━━━ DATASET EXCERPTS ━━━

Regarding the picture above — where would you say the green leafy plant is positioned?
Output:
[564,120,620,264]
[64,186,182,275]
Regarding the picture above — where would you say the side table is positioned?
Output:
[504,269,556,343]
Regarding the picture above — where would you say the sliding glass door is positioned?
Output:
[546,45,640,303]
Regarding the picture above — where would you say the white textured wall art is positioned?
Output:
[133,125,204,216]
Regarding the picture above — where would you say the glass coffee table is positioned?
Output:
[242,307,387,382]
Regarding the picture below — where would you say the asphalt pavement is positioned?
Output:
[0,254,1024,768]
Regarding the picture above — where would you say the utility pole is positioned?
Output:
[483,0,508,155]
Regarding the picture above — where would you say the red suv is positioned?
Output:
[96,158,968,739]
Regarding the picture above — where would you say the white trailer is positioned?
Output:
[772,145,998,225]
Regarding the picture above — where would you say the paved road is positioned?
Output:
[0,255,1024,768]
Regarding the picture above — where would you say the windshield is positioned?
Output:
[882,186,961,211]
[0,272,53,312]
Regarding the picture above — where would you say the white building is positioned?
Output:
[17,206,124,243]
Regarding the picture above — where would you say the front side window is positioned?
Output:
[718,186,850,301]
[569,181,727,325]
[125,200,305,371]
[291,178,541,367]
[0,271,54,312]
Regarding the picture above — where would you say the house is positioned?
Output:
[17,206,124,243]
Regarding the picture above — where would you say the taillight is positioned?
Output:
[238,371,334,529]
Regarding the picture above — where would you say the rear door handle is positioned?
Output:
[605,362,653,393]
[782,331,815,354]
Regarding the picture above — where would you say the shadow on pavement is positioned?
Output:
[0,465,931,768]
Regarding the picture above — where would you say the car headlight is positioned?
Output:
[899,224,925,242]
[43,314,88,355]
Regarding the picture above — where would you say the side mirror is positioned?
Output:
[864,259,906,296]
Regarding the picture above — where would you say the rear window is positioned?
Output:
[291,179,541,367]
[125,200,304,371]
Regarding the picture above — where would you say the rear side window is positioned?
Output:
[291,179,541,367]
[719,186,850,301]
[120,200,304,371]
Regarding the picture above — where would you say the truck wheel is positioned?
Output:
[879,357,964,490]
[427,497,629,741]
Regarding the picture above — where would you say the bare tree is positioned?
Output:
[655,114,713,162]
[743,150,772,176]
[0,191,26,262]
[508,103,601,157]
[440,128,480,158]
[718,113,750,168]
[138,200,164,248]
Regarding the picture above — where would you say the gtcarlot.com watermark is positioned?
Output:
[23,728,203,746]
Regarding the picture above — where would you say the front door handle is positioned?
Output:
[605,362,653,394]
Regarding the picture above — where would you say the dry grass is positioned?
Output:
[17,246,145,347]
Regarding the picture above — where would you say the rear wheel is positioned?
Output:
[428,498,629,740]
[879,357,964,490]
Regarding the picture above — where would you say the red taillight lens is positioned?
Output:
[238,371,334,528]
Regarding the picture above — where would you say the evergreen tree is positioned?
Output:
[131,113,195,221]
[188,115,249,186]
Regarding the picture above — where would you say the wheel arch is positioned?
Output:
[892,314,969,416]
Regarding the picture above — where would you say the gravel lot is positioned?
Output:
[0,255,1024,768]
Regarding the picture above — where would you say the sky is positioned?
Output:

━━━

Transcribe word for word the part of the records above that opens with the line containing "Regarding the picture above — where would you say the evergreen" and closes with the line containing "[892,314,969,416]", both of those lines included.

* EXPECTED ANSWER *
Regarding the picture above — where would you say the evergreen tree is positioned?
Output:
[131,113,195,221]
[188,115,249,186]
Regarding the picture above — where would you say the wheel arch is positioned?
Output:
[892,314,969,416]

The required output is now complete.